→ Written exercise
Starting at the line that contains "Habitat-count request: mark the purple" and running through the end of the records below, rewrite those lines as a numbered list, leaving out any blank lines.

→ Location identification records
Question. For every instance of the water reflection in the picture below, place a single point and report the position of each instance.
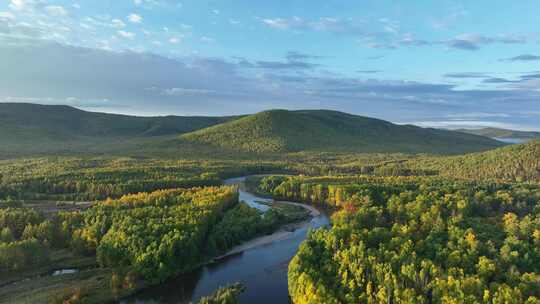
(263, 270)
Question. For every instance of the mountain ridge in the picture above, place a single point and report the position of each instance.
(30, 129)
(326, 130)
(502, 133)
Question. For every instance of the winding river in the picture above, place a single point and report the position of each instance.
(262, 267)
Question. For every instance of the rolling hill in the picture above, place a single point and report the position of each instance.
(514, 163)
(502, 133)
(322, 130)
(30, 129)
(21, 121)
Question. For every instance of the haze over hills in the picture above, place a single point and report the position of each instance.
(323, 130)
(29, 129)
(502, 133)
(25, 121)
(514, 162)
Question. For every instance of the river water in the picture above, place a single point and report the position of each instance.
(263, 269)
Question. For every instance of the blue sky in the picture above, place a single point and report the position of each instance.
(433, 63)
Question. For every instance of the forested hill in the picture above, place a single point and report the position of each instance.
(502, 133)
(515, 162)
(321, 130)
(33, 122)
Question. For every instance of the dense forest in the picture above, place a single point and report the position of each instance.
(416, 240)
(406, 227)
(45, 130)
(140, 239)
(89, 179)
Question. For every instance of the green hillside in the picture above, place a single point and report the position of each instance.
(29, 129)
(502, 133)
(321, 130)
(28, 121)
(515, 162)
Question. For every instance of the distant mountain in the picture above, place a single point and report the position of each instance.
(502, 133)
(68, 122)
(321, 130)
(515, 162)
(28, 129)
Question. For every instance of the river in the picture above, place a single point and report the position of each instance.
(262, 269)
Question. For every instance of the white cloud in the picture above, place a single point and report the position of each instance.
(145, 2)
(185, 92)
(7, 16)
(18, 4)
(134, 18)
(207, 39)
(56, 10)
(117, 23)
(127, 35)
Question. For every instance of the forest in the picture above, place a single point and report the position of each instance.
(416, 240)
(405, 228)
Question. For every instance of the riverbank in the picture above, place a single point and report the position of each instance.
(283, 232)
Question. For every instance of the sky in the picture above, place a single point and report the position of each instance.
(448, 64)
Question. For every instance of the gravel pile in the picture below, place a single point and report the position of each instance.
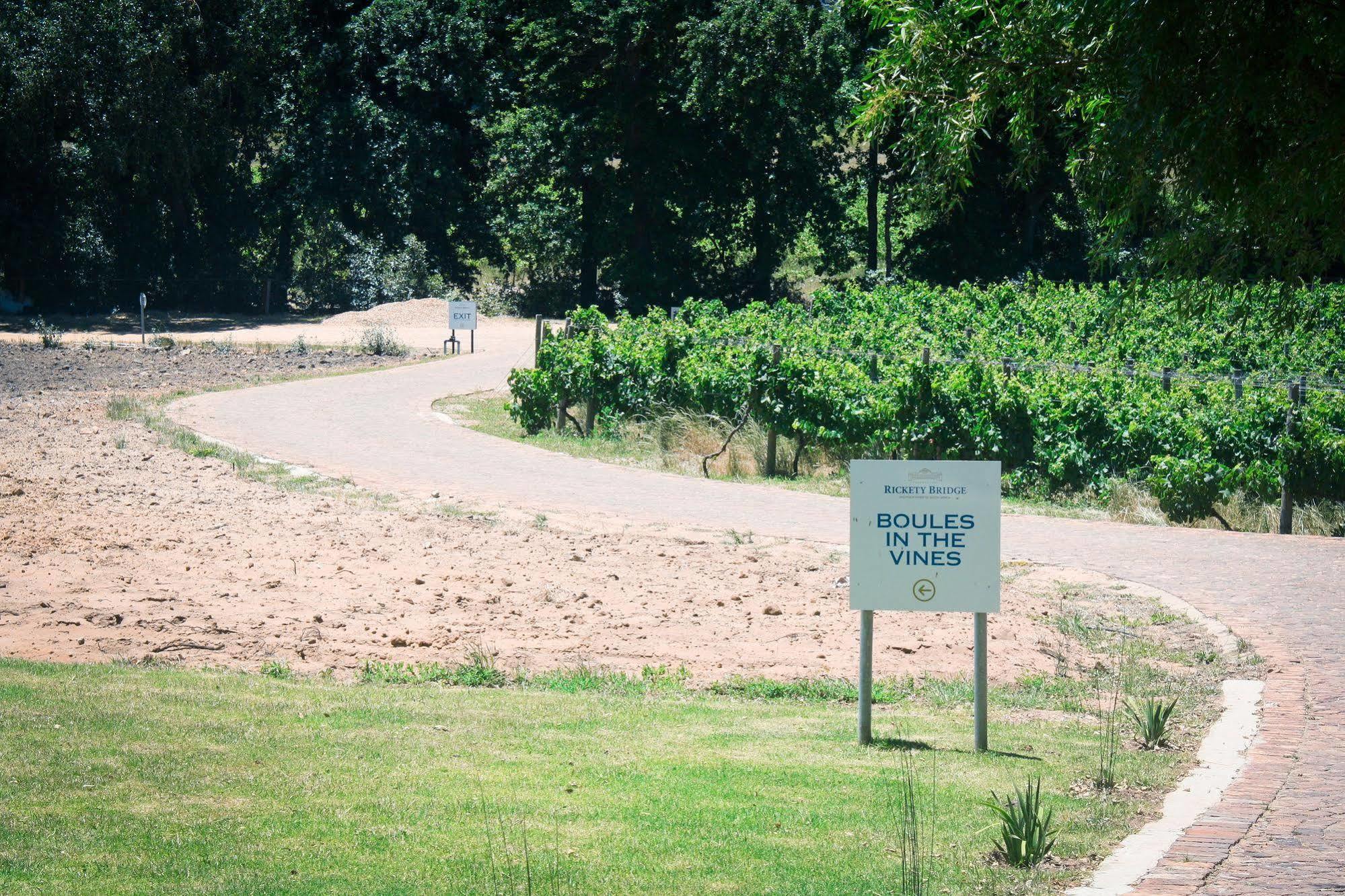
(417, 313)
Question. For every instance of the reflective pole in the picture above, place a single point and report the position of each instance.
(981, 681)
(865, 677)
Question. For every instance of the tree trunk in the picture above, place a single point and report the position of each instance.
(887, 235)
(588, 248)
(871, 255)
(764, 263)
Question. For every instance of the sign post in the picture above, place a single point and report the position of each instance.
(924, 536)
(462, 315)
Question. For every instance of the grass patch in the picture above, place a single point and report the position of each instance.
(125, 781)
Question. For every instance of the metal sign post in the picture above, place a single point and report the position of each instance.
(462, 315)
(924, 536)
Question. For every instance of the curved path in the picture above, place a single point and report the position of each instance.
(1281, 829)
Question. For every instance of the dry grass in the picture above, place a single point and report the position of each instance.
(1133, 504)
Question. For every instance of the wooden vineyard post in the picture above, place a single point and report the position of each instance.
(565, 403)
(865, 712)
(591, 414)
(770, 433)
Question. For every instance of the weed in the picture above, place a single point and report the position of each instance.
(479, 671)
(1025, 832)
(916, 809)
(221, 346)
(379, 340)
(476, 672)
(277, 669)
(1151, 719)
(50, 336)
(514, 864)
(740, 537)
(1107, 687)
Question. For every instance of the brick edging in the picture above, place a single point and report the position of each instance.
(1203, 847)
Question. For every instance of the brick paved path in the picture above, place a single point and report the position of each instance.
(1281, 828)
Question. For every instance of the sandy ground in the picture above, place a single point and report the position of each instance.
(117, 547)
(421, 324)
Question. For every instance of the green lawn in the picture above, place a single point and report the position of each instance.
(125, 780)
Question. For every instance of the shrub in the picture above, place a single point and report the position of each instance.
(1186, 488)
(533, 407)
(1151, 719)
(379, 340)
(1025, 832)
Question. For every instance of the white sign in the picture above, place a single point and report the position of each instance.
(924, 535)
(462, 315)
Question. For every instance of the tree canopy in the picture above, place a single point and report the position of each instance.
(1202, 138)
(639, 153)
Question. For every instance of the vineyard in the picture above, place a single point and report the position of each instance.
(1196, 394)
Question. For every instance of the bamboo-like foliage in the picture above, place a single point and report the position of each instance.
(915, 808)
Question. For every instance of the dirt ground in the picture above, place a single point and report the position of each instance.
(421, 324)
(114, 546)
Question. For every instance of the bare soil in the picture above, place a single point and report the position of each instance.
(114, 546)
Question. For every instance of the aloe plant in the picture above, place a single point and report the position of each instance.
(1151, 719)
(1025, 832)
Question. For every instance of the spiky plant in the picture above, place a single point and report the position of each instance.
(1151, 719)
(1025, 832)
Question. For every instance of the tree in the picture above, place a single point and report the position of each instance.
(1203, 138)
(129, 135)
(766, 84)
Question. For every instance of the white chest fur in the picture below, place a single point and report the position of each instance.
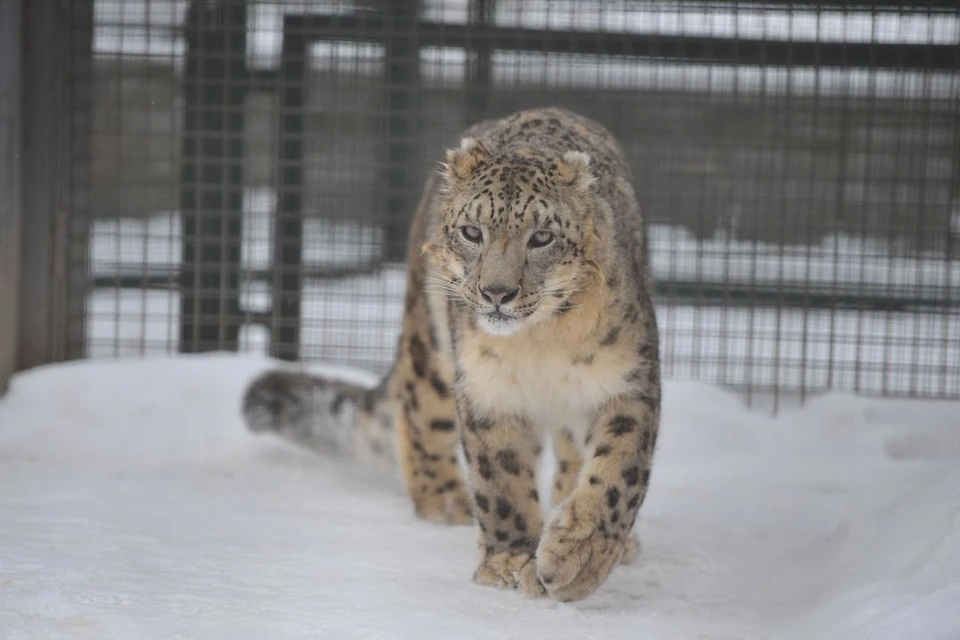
(554, 385)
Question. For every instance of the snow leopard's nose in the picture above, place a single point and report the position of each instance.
(498, 294)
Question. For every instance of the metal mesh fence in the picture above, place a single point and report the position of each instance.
(255, 165)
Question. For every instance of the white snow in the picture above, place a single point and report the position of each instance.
(134, 505)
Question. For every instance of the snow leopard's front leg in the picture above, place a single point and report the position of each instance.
(590, 532)
(502, 454)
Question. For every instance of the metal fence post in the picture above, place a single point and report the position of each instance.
(402, 107)
(215, 83)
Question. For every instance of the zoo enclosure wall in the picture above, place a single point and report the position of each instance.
(239, 175)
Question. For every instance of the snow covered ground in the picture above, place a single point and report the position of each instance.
(134, 505)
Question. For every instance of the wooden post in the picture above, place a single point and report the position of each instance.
(45, 179)
(288, 220)
(10, 61)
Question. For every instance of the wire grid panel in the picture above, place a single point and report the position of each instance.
(797, 166)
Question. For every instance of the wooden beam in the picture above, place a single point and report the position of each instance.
(10, 61)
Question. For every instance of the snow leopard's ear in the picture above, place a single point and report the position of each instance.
(463, 161)
(573, 169)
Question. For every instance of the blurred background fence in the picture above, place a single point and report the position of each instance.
(230, 174)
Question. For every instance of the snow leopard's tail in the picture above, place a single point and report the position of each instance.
(322, 414)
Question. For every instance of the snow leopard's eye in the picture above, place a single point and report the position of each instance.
(540, 239)
(471, 233)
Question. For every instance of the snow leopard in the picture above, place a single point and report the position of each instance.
(528, 322)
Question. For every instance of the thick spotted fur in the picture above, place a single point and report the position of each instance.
(528, 318)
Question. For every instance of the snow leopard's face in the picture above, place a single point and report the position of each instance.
(514, 242)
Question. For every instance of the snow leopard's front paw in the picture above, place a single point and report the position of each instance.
(579, 550)
(509, 571)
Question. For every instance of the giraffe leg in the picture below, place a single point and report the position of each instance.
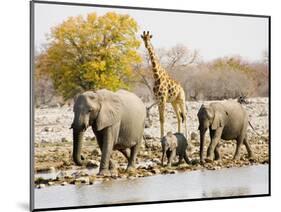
(177, 111)
(183, 116)
(161, 108)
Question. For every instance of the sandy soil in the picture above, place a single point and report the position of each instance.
(53, 146)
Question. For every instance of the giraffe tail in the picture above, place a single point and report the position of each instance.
(182, 117)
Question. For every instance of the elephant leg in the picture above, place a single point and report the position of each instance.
(180, 159)
(107, 146)
(161, 109)
(186, 158)
(250, 153)
(171, 157)
(133, 156)
(217, 153)
(239, 140)
(215, 138)
(177, 112)
(126, 153)
(163, 157)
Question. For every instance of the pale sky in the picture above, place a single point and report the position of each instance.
(212, 35)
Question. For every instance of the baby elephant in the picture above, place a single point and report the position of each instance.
(172, 145)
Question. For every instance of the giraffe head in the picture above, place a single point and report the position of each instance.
(146, 37)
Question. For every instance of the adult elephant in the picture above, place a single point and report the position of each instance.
(117, 120)
(226, 120)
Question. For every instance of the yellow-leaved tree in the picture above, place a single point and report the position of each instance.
(91, 52)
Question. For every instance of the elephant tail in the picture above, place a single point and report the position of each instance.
(255, 130)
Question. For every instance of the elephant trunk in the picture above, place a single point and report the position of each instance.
(77, 144)
(202, 141)
(163, 157)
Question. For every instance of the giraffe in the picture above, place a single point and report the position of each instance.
(166, 90)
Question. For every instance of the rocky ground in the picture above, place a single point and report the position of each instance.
(53, 146)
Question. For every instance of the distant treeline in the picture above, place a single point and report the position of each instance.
(93, 52)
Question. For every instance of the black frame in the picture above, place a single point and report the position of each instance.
(31, 124)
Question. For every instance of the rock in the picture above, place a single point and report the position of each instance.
(84, 180)
(50, 183)
(88, 138)
(155, 171)
(47, 129)
(96, 152)
(41, 186)
(194, 136)
(147, 136)
(173, 171)
(92, 164)
(64, 183)
(64, 140)
(131, 177)
(52, 169)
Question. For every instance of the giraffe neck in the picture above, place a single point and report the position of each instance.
(156, 67)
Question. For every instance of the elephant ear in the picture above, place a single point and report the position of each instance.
(110, 112)
(174, 142)
(218, 121)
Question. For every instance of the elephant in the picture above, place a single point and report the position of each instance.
(172, 145)
(117, 120)
(226, 120)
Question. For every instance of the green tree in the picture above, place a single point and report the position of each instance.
(91, 52)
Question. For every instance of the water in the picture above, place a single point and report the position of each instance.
(188, 185)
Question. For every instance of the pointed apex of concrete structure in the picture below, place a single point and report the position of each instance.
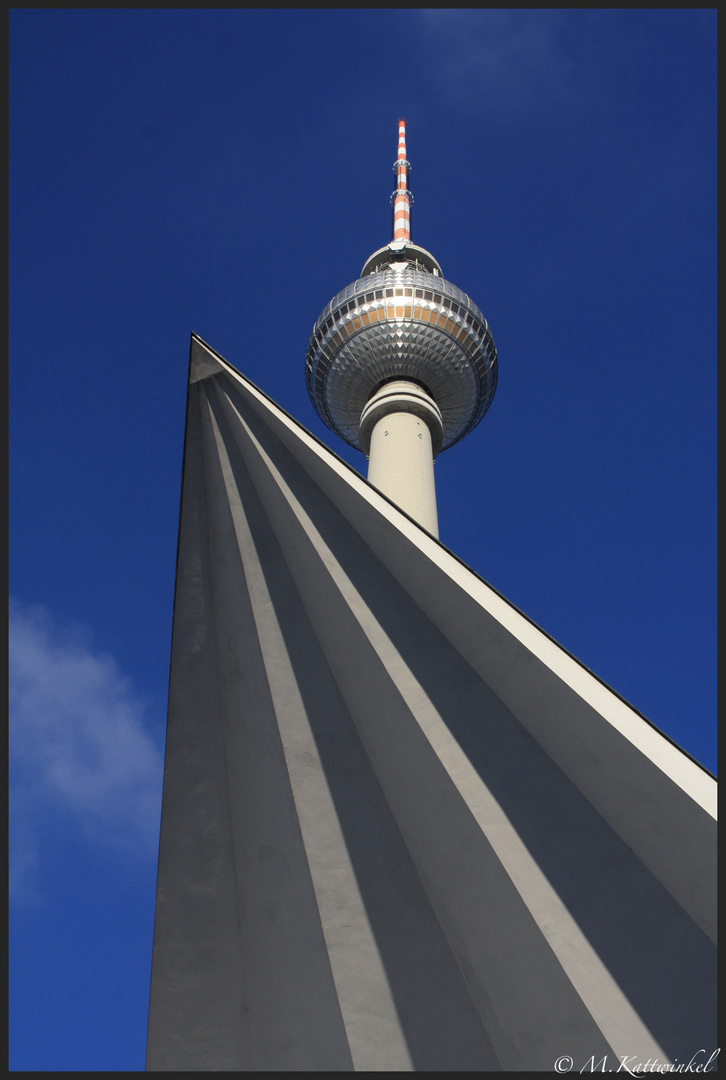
(402, 828)
(203, 361)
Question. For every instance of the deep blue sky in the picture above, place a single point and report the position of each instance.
(227, 173)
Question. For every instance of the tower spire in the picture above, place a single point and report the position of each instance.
(402, 198)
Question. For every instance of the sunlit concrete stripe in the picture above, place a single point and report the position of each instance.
(651, 823)
(368, 1010)
(610, 1009)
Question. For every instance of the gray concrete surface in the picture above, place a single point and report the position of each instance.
(402, 828)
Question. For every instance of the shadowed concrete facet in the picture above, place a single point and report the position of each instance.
(402, 828)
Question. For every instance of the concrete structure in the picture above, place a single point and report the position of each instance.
(402, 828)
(401, 364)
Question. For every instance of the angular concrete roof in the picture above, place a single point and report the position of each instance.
(402, 828)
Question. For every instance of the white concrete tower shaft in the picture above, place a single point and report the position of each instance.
(401, 424)
(401, 431)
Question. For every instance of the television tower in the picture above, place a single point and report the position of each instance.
(401, 363)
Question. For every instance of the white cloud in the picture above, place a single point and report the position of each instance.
(503, 63)
(78, 746)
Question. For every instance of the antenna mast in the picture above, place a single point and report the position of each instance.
(402, 199)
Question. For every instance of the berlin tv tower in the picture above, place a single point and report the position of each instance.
(401, 363)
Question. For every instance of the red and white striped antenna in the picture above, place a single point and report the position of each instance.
(402, 198)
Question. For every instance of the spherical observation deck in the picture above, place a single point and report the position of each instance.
(401, 320)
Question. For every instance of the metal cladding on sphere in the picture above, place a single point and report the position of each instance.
(401, 323)
(401, 320)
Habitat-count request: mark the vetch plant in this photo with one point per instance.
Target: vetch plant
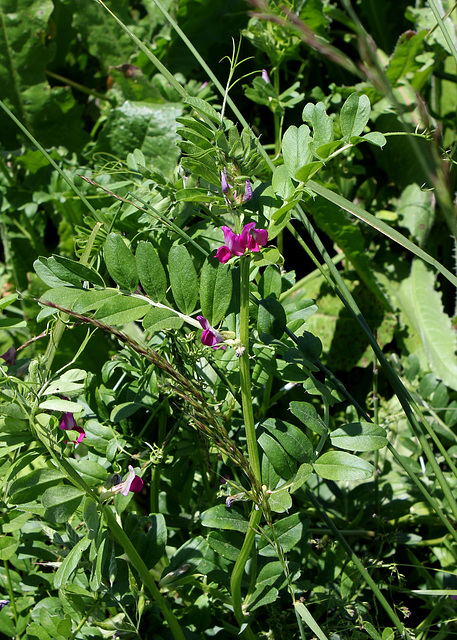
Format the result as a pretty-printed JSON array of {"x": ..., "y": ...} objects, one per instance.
[{"x": 326, "y": 435}]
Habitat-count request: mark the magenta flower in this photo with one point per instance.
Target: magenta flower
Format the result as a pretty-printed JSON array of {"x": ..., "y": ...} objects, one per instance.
[
  {"x": 68, "y": 423},
  {"x": 236, "y": 244},
  {"x": 9, "y": 356},
  {"x": 210, "y": 337}
]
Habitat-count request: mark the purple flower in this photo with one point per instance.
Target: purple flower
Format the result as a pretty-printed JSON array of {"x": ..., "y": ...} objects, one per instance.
[
  {"x": 225, "y": 186},
  {"x": 132, "y": 482},
  {"x": 9, "y": 356},
  {"x": 68, "y": 423},
  {"x": 236, "y": 244},
  {"x": 210, "y": 337}
]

→ Solution for this task
1. Habitat-count request: mark the purple flower in this photo with one point per instance.
2. Target: purple flower
3. Format the result as a pretty-printed JSON array of {"x": ..., "y": ...} objects, one per instance.
4. [
5.   {"x": 225, "y": 186},
6.   {"x": 132, "y": 482},
7.   {"x": 9, "y": 356},
8.   {"x": 68, "y": 423},
9.   {"x": 236, "y": 244},
10.   {"x": 210, "y": 337}
11. ]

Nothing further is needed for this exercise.